[MATERIAL SHOWN]

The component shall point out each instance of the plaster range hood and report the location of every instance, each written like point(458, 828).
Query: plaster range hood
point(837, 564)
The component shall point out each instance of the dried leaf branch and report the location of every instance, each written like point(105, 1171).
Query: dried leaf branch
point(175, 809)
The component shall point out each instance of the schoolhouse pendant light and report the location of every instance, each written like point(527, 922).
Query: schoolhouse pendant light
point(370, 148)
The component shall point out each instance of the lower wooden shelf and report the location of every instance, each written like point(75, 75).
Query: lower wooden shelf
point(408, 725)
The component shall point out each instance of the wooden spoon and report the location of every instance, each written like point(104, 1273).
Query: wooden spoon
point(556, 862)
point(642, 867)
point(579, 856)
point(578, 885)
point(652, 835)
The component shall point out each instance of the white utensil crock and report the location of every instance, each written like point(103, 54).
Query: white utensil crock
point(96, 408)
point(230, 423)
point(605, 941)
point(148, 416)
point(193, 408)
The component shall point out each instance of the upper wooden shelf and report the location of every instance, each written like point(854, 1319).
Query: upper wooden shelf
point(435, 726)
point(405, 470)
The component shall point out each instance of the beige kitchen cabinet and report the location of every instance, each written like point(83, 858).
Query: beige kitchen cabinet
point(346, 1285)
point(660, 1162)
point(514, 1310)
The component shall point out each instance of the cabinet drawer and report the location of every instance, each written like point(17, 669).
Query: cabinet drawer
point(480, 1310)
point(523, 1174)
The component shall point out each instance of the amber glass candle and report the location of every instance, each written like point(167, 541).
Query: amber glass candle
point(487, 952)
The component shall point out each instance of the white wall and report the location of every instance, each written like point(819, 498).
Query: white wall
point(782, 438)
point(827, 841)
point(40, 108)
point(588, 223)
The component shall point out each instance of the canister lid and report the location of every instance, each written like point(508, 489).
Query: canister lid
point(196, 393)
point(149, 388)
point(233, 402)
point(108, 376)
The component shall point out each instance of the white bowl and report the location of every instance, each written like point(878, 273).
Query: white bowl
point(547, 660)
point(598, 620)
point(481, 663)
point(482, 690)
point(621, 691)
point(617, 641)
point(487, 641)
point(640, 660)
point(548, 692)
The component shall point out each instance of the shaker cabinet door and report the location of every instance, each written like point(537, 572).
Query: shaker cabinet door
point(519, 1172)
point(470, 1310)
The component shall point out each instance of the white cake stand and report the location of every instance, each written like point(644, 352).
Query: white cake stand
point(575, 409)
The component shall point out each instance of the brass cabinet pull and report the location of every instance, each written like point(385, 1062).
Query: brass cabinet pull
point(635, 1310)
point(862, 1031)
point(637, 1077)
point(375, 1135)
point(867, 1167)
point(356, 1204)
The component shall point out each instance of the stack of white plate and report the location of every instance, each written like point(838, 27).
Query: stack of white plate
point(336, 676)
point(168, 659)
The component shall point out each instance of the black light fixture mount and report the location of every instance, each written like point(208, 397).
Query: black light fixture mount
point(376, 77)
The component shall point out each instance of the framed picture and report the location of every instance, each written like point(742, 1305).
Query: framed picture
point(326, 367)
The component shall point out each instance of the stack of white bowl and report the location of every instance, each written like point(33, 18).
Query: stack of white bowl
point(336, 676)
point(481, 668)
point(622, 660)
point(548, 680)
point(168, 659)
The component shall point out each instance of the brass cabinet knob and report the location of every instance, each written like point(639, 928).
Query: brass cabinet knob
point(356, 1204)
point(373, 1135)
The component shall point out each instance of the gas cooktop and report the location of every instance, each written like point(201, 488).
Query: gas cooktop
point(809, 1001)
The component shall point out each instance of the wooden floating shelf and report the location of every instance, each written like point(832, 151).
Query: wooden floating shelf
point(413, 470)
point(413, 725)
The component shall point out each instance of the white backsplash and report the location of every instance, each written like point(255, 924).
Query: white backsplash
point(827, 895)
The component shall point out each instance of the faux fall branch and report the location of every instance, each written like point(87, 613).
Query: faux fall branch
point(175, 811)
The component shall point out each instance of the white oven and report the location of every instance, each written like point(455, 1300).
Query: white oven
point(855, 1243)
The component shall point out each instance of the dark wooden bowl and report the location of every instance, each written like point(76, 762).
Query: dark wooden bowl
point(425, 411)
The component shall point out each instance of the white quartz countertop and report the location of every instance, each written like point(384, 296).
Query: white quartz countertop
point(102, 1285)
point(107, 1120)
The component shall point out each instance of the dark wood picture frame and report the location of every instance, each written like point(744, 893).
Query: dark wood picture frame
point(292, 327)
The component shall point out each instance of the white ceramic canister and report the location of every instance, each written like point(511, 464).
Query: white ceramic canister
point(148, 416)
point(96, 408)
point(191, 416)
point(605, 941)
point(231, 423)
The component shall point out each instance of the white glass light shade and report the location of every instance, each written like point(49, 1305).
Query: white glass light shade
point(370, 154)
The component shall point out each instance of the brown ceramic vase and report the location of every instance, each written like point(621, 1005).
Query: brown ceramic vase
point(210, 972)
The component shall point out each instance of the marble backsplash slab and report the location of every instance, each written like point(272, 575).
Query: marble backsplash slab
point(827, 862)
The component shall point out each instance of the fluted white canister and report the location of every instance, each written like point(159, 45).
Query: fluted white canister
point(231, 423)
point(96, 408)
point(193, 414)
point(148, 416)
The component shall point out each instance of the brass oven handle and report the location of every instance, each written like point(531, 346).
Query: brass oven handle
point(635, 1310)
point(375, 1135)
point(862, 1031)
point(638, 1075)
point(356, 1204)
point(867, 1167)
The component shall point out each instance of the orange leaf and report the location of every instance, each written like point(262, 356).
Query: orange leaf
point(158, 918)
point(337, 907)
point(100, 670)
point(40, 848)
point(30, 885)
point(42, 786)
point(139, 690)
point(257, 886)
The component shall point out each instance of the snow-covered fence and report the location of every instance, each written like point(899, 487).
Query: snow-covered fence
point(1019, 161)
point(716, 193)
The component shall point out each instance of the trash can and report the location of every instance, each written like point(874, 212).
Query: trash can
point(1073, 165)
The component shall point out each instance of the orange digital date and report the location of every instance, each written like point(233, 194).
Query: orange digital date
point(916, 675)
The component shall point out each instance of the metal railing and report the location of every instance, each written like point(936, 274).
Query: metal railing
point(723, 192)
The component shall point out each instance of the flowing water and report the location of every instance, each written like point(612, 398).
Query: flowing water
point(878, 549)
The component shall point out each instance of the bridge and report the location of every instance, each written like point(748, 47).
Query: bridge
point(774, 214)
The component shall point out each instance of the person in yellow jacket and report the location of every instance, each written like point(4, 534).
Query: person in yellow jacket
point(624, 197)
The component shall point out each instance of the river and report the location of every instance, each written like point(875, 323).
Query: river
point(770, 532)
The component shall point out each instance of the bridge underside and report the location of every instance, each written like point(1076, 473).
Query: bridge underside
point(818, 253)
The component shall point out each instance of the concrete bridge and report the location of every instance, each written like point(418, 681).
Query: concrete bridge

[TASK TO COMPLETE]
Extract everything in the records above, from the line containing "like point(33, 18)." down to the line containing "point(425, 411)", both included, and reproduce those lines verbatim.

[THE COMPLETED TASK]
The component shall point out each instance of the stack of white bowl and report the location of every instance, each written like point(33, 18).
Query: stack of white bowl
point(336, 676)
point(481, 668)
point(622, 660)
point(548, 680)
point(168, 659)
The component shall point out each instance of the brass cabinet knob and report the location of every instance, each written like point(639, 928).
Query: brass cabinet knob
point(356, 1204)
point(373, 1135)
The component shall point out each instance of the gas cooktop and report the location of every instance, each written like point(201, 488).
Query: gas cooktop
point(809, 1001)
The component shall point out each instance of the wooden floating shelf and report the location of every instance, each written like point(832, 151).
Query: wooden floating shelf
point(413, 470)
point(413, 725)
The component shall point out each instance of the white backsplash and report the location of every instance, each written like point(255, 924).
Query: white backsplash
point(827, 895)
The component shall point out each instance of the faux fall branch and report the location of every instance, each written like point(87, 613).
Query: faux fall branch
point(175, 811)
The component shall point out each instance of the white oven and report the location of every instance, each written like point(455, 1300).
Query: white oven
point(855, 1243)
The component shall point out each instance of the dark wooden bowl and report the location of every instance, each written like point(76, 762).
Query: dark wooden bowl
point(425, 411)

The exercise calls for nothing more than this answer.